Directions for this task
Reproduce the listing below line for line without any changes, and leave the pictures out.

▽

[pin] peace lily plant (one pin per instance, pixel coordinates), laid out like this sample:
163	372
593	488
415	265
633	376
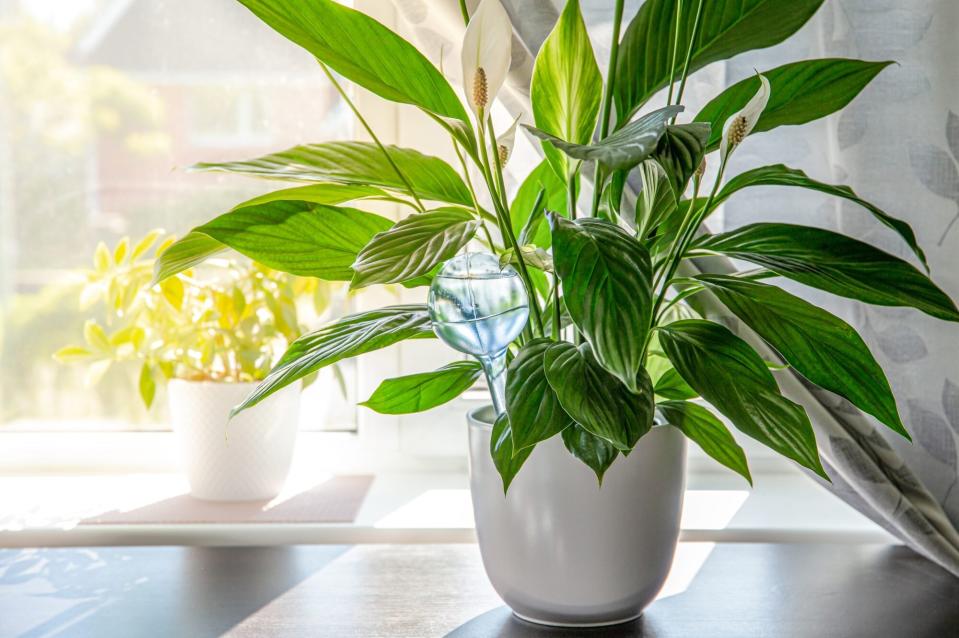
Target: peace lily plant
614	342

△

Response to the exercise
[pin] peace lily plant (one pin per instance, pixel coordinates), laid out like this sample:
163	372
593	488
415	265
633	376
Target: peace lily plant
614	342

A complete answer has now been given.